Part of a data file:
★ ★ ★ ★ ★
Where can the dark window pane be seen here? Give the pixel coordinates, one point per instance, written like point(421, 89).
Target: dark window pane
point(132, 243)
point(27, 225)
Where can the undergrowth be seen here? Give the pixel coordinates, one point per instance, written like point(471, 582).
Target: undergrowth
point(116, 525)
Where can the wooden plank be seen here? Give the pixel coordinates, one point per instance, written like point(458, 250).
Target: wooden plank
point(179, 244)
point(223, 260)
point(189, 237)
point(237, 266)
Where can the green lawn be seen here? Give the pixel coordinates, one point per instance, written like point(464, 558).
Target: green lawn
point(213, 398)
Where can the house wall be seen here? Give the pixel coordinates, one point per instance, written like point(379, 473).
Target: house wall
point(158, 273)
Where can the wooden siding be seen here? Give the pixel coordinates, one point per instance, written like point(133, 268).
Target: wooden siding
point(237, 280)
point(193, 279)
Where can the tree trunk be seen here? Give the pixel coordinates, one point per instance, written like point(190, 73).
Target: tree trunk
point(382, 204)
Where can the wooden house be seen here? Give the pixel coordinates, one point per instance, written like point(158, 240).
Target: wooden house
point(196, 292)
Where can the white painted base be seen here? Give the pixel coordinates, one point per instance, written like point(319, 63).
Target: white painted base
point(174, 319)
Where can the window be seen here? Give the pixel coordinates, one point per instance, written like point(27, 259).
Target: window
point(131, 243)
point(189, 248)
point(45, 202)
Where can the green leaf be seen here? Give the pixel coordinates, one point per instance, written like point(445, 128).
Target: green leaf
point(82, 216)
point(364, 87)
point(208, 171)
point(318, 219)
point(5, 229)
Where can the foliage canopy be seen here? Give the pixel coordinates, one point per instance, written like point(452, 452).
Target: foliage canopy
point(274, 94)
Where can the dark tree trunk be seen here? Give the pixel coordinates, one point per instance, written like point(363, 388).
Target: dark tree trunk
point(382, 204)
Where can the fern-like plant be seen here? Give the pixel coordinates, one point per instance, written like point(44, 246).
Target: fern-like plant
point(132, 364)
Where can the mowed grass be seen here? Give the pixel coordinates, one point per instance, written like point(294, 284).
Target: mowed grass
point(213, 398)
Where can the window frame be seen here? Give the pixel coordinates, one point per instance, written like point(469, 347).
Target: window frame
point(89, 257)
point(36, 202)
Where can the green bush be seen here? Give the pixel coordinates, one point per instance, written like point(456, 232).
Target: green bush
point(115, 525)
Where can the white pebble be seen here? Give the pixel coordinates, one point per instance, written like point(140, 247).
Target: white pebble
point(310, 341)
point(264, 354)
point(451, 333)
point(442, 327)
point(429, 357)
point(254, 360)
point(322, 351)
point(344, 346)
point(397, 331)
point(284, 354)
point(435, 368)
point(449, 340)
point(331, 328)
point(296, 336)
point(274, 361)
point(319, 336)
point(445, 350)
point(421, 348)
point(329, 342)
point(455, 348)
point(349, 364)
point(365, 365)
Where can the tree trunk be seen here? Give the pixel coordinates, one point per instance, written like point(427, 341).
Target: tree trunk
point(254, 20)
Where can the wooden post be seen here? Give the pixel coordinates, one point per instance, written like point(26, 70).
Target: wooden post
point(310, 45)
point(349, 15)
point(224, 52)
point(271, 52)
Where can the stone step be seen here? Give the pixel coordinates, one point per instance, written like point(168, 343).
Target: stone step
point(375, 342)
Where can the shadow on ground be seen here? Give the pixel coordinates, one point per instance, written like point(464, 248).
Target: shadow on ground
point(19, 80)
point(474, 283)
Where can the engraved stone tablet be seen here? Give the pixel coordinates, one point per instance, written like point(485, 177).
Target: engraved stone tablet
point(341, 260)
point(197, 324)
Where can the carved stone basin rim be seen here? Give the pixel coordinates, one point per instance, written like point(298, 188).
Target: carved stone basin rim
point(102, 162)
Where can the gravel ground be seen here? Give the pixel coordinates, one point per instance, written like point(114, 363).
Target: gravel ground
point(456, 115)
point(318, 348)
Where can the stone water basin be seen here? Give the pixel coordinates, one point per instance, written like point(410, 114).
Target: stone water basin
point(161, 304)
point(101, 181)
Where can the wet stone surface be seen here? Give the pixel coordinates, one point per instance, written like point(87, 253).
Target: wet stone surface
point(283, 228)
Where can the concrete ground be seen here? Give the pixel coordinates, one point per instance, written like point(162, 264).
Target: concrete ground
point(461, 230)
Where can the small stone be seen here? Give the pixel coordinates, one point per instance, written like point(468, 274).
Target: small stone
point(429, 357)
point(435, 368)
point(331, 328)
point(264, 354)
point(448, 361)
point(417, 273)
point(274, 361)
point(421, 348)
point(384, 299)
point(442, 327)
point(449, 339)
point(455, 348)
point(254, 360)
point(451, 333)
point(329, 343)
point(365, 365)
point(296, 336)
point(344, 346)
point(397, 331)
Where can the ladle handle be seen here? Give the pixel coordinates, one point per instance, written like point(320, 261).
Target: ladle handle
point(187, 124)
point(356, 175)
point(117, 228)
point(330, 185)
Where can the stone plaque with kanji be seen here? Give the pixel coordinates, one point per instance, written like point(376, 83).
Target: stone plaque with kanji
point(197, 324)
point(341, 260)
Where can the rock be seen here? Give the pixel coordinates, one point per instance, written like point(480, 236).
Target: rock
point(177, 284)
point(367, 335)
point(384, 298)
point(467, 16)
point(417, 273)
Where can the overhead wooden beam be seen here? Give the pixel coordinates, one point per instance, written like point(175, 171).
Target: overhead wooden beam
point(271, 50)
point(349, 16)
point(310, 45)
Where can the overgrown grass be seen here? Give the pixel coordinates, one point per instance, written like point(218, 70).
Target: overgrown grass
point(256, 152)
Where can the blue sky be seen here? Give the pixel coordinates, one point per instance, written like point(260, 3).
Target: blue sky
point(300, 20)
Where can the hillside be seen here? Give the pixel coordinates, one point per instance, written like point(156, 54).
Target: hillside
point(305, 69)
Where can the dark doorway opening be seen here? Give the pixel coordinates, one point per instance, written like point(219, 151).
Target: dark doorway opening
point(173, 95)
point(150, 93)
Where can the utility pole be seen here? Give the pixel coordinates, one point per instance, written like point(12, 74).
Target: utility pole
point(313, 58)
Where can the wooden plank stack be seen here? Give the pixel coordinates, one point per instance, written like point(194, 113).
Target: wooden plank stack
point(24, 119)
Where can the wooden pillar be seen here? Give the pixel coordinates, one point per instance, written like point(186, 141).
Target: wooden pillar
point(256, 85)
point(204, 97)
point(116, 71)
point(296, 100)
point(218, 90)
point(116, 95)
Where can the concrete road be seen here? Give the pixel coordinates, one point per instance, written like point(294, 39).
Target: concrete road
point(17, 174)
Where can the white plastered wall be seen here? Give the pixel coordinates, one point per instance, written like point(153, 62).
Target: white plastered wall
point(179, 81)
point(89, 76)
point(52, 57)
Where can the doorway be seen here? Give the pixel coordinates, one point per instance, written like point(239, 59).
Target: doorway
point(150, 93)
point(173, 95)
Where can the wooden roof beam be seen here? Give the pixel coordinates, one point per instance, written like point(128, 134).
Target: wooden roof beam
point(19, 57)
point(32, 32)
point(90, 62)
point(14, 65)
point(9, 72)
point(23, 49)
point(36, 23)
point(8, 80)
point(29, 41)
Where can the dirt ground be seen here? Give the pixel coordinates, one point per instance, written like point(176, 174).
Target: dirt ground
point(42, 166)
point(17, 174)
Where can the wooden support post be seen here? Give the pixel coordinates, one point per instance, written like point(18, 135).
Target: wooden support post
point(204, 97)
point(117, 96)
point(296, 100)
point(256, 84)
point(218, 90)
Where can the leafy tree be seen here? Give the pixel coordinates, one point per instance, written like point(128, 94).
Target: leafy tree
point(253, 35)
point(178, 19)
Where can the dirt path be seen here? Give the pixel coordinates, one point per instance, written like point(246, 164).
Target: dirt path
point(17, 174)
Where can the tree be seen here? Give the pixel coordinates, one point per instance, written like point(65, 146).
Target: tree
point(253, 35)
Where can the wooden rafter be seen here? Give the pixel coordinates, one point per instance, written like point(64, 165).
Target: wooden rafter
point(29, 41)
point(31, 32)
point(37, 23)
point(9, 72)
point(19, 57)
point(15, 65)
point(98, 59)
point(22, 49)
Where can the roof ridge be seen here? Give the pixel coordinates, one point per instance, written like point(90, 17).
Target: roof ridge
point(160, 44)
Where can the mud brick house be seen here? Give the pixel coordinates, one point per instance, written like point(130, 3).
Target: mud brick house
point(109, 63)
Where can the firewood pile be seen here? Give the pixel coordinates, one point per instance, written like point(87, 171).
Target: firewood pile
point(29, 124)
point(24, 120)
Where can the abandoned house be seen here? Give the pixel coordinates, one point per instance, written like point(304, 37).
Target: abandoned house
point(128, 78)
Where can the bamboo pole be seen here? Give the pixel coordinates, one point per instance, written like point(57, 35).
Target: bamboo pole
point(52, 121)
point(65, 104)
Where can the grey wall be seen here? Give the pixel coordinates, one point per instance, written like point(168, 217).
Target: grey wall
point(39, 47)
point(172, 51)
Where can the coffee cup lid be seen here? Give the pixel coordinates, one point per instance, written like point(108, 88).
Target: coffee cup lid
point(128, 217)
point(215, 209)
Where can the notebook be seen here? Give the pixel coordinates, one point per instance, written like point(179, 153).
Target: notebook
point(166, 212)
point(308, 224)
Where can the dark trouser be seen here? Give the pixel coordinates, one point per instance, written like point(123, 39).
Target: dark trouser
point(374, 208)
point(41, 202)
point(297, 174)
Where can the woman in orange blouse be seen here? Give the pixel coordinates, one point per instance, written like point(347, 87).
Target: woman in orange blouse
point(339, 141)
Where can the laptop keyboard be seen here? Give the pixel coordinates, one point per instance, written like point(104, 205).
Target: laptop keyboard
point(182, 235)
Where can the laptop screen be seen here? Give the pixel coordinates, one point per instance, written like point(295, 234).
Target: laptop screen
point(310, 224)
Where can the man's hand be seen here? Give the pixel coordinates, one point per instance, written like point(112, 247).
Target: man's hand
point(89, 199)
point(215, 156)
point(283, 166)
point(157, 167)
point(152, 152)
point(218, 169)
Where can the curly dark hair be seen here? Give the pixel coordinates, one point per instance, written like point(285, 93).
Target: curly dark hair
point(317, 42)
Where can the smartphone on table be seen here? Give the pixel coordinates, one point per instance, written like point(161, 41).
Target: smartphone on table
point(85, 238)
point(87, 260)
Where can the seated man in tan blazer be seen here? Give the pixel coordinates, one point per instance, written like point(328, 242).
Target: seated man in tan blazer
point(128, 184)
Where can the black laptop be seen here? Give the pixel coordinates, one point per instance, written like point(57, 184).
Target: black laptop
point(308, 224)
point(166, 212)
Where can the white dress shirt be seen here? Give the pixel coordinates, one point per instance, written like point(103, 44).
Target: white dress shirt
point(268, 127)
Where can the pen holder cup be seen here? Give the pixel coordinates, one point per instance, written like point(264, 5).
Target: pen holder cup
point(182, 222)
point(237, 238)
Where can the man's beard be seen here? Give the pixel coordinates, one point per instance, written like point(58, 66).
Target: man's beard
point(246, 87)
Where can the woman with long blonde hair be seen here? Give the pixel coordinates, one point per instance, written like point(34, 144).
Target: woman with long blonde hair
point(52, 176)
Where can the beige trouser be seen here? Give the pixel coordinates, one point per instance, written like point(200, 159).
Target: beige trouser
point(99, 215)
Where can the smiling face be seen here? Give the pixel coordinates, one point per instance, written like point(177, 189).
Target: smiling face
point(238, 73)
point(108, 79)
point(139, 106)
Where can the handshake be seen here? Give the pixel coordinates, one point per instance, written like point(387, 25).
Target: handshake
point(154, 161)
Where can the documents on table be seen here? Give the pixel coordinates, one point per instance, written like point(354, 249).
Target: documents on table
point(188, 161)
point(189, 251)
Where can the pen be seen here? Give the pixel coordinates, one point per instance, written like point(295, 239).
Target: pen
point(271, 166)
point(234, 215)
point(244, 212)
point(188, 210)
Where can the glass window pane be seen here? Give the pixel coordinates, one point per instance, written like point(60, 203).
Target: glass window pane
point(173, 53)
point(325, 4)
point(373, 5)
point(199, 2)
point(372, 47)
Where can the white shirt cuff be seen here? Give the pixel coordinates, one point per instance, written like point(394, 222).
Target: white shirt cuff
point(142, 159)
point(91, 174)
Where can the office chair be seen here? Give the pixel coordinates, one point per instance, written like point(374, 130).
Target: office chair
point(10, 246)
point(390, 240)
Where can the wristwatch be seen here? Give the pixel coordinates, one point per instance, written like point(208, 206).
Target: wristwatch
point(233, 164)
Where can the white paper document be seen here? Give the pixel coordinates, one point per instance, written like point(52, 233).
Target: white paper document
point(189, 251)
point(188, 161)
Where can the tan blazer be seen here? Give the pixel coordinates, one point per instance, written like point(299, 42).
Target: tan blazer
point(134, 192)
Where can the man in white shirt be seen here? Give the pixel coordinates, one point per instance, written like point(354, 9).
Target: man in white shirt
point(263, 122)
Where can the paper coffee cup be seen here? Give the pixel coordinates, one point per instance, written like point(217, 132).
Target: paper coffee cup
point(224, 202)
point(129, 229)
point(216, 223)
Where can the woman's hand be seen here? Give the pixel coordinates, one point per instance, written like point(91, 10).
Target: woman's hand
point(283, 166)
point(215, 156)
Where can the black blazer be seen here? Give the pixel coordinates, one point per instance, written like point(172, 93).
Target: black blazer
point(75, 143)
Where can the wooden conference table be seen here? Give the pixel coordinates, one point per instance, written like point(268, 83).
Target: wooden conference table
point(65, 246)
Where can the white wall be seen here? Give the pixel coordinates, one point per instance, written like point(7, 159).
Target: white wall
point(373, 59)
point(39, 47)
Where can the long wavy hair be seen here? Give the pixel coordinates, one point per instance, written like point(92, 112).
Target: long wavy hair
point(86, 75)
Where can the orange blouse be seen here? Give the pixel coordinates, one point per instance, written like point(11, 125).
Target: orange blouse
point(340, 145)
★ ★ ★ ★ ★
## WRITTEN REQUEST
Rewrite the part of the items that opens with the line containing "Where can the tan" and closes with the line containing "point(216, 223)", both included, as a JSON list of strings with one string per line and blank lines omitted.

## ANSWER TO THIS PROBLEM
[
  "Where can the tan blazer be seen here? Give the pixel coordinates, one point per instance, written like point(299, 42).",
  "Target: tan blazer",
  "point(134, 192)",
  "Where can the man in white shirt be seen here? Give the pixel coordinates, one point per instance, written like point(354, 9).",
  "Target: man in white shirt",
  "point(263, 122)",
  "Where can the paper coffee cup be seen here? Give the pixel coordinates, one point per instance, written like point(217, 132).",
  "Target: paper coffee cup",
  "point(224, 202)",
  "point(129, 229)",
  "point(216, 223)"
]